A* (A star) algorithm, fully functional at last.

[SciTech02]

After some heavy research/tinkering, I have fixed all the bugs in my A* (A-star) algorithm.  I solved the dreaded parent cell problem by creating a second, 2-dimensional array that stores the parent cell of a given cell, for later analysis.  I also changed how the next cell in the open list is found.  Instead of choosing a cell with an F-score lower than the current cell, it chooses the cell in the list with the lowest F-score (regardless of the current cell's F-score).  This keeps the program from crashing when no cell has an F-score lower than the current cell.

Well, enough discourse.  I have attached the program to this post and inserted the code below:

Code: [Select]

#Version 2 is nearly the same as version 1, but all the bugs are gone.  Now a
#clear and readable path is found.

Dataset section »

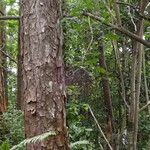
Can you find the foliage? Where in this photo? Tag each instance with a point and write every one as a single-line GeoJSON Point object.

Things to do »
1. Reproduce verbatim the stretch of the A* algorithm post from "After some heavy" through "path is found.".
2. According to the A* algorithm post, how does version 2 compare with version 1?
3. Extend the A* algorithm post onward from its final line.
The listing has no connection to the forum post about the A* algorithm.

Answers provided »
1.
After some heavy research/tinkering, I have fixed all the bugs in my A* (A-star) algorithm.  I solved the dreaded parent cell problem by creating a second, 2-dimensional array that stores the parent cell of a given cell, for later analysis.  I also changed how the next cell in the open list is found.  Instead of choosing a cell with an F-score lower than the current cell, it chooses the cell in the list with the lowest F-score (regardless of the current cell's F-score).  This keeps the program from crashing when no cell has an F-score lower than the current cell.

Well, enough discourse.  I have attached the program to this post and inserted the code below:

Code: [Select]

#Version 2 is nearly the same as version 1, but all the bugs are gone.  Now a
#clear and readable path is found.

2. Version 2 is nearly the same as version 1, but all the bugs are gone.

3.
#
#This is an example of the A* pathfinding algorithm I wrote in Python.  This
#program is primarly based on Abraham L. Howell's ER1 Mapper made specifically
#for the ER1 robot.  His program was written in Visual Basic, so I tried to
#"translate" it to Python as best I can.  All credit goes to him for the basic
#code I used as a general guide to create this.  You are free to use, edit and
#distribute this as long as credit is given where appropriate.
#
#The code is very basic right now.  You create a map in the grid below; it can
#be any size as long as if it stays a rectangle or square (it does not have to
#be one, but it is significantly easier if it is).  This grid is basically a
#list within a list: lists a through e are the rows and they are in list "map".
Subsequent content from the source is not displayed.